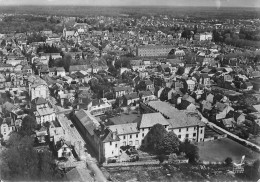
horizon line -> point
(170, 6)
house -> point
(2, 81)
(41, 135)
(187, 127)
(37, 87)
(246, 85)
(239, 118)
(147, 96)
(44, 114)
(79, 174)
(222, 110)
(60, 71)
(131, 98)
(27, 69)
(190, 84)
(52, 72)
(87, 124)
(187, 105)
(228, 123)
(120, 91)
(149, 85)
(99, 106)
(63, 149)
(76, 68)
(7, 127)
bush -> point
(161, 158)
(228, 161)
(111, 161)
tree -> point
(20, 161)
(180, 71)
(252, 171)
(164, 94)
(3, 43)
(169, 144)
(191, 151)
(141, 86)
(67, 61)
(228, 161)
(29, 125)
(154, 136)
(51, 62)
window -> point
(137, 142)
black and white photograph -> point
(130, 90)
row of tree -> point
(164, 143)
(21, 161)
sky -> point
(213, 3)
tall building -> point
(154, 50)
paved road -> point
(72, 134)
(205, 120)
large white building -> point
(154, 50)
(203, 36)
(107, 140)
(37, 87)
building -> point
(203, 36)
(120, 91)
(99, 106)
(186, 125)
(154, 51)
(7, 127)
(37, 87)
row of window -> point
(187, 135)
(124, 143)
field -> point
(177, 12)
(219, 150)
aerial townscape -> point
(130, 93)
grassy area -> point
(255, 140)
(182, 172)
(219, 150)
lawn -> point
(219, 150)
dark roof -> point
(131, 96)
(88, 122)
(39, 101)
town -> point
(129, 97)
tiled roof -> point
(164, 108)
(150, 119)
(181, 120)
(44, 111)
(90, 123)
(123, 129)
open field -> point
(219, 150)
(177, 12)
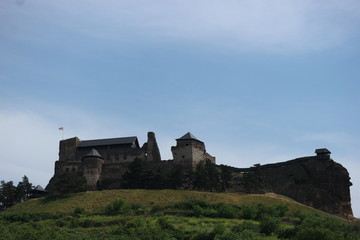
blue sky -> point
(257, 81)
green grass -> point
(166, 214)
(97, 200)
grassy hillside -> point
(171, 214)
(97, 200)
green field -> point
(171, 214)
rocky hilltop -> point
(314, 181)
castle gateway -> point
(104, 161)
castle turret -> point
(92, 165)
(190, 151)
(151, 148)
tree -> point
(225, 177)
(8, 195)
(11, 194)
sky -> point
(258, 81)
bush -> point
(78, 211)
(248, 212)
(268, 225)
(117, 206)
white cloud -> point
(278, 25)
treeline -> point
(11, 194)
(178, 221)
(206, 177)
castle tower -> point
(323, 154)
(190, 151)
(92, 165)
(151, 148)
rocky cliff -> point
(317, 182)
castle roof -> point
(93, 153)
(189, 136)
(126, 141)
(322, 151)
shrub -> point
(117, 206)
(248, 212)
(269, 225)
(78, 211)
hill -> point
(171, 214)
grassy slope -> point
(97, 200)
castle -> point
(104, 161)
(317, 181)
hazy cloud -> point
(279, 25)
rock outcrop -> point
(315, 181)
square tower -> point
(190, 151)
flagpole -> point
(62, 132)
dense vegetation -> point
(11, 194)
(170, 214)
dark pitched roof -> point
(322, 151)
(93, 153)
(188, 136)
(131, 141)
(39, 188)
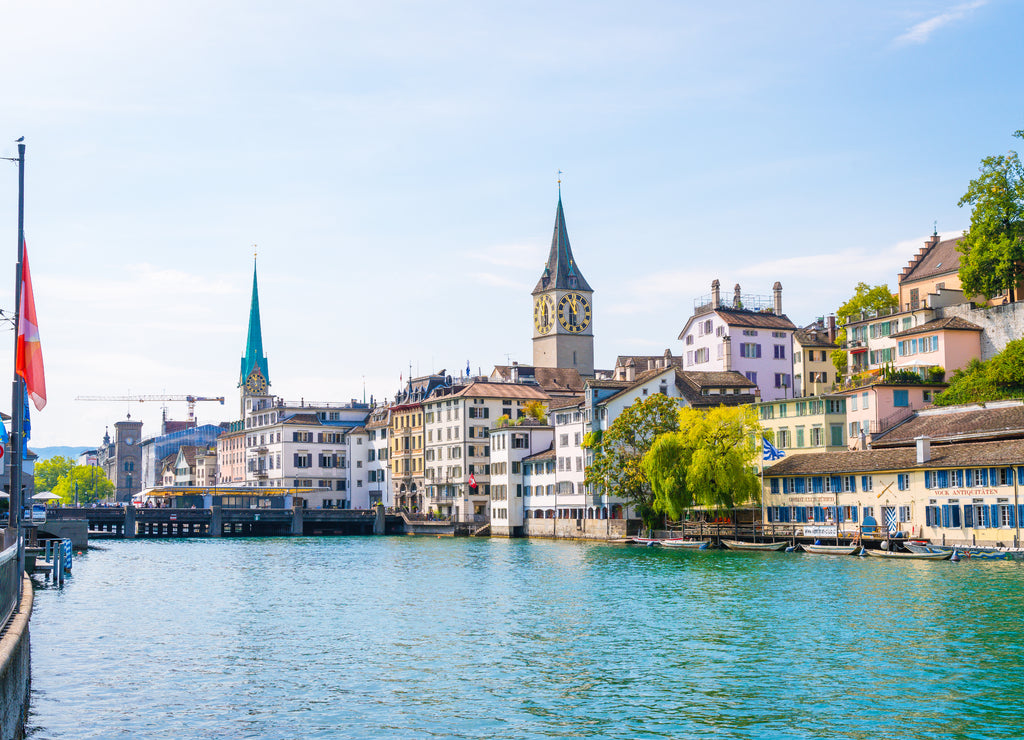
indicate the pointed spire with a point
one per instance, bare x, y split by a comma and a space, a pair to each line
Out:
254, 356
561, 270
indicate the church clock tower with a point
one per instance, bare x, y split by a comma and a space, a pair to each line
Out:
254, 378
563, 330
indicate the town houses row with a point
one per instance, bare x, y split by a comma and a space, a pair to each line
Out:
507, 447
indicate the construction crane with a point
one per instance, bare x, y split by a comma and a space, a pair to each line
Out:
190, 400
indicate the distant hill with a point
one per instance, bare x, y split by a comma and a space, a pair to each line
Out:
47, 452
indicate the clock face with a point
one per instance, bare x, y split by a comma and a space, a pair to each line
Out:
256, 384
544, 314
573, 312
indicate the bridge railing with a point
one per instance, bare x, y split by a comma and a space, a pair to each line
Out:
10, 582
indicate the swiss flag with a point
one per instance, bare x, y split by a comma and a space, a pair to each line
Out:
29, 353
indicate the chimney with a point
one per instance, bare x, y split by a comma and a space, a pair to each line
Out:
924, 448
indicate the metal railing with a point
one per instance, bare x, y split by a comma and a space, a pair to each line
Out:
10, 582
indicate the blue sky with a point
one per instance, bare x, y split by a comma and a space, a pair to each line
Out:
395, 163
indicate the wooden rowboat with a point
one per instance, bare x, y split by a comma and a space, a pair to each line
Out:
687, 543
830, 549
909, 556
736, 545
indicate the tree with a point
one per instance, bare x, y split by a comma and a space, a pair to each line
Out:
93, 485
999, 378
537, 410
709, 463
49, 472
865, 299
619, 451
992, 251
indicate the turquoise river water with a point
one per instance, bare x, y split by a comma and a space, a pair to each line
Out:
420, 638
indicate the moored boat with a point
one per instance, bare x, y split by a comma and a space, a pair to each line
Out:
909, 556
737, 545
830, 549
687, 543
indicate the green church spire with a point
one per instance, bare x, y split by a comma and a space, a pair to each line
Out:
254, 357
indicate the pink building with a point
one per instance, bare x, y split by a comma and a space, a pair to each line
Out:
752, 337
947, 343
877, 407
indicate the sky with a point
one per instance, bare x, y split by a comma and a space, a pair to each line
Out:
395, 166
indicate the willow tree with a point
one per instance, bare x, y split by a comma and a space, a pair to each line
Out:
709, 463
992, 251
617, 451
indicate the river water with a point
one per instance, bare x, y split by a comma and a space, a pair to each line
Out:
418, 638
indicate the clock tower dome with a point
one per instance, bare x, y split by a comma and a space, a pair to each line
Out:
563, 329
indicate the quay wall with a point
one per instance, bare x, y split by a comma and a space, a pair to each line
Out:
578, 528
14, 668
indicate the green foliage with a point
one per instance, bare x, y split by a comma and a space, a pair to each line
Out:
709, 463
992, 251
537, 410
616, 467
865, 298
999, 378
49, 472
93, 485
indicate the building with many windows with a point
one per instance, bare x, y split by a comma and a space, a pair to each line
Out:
751, 336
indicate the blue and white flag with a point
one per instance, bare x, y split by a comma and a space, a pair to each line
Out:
770, 451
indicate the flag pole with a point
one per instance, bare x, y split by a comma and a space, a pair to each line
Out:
17, 391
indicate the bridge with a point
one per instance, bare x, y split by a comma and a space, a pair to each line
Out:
130, 522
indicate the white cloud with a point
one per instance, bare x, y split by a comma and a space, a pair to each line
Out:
921, 33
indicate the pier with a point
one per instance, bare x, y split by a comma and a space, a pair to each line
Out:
130, 522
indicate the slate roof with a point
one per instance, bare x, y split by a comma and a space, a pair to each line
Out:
691, 385
814, 337
952, 323
483, 389
1000, 420
549, 453
972, 454
561, 271
550, 379
940, 258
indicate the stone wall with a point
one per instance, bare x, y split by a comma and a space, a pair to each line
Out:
999, 323
14, 668
581, 528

◆ PROBLEM TO WORK ON
Above are the records; copy each line from them that includes the string "wall".

◆ RESPONSE AREA
indicate the quay wall with a point
indicate the stone wall with a point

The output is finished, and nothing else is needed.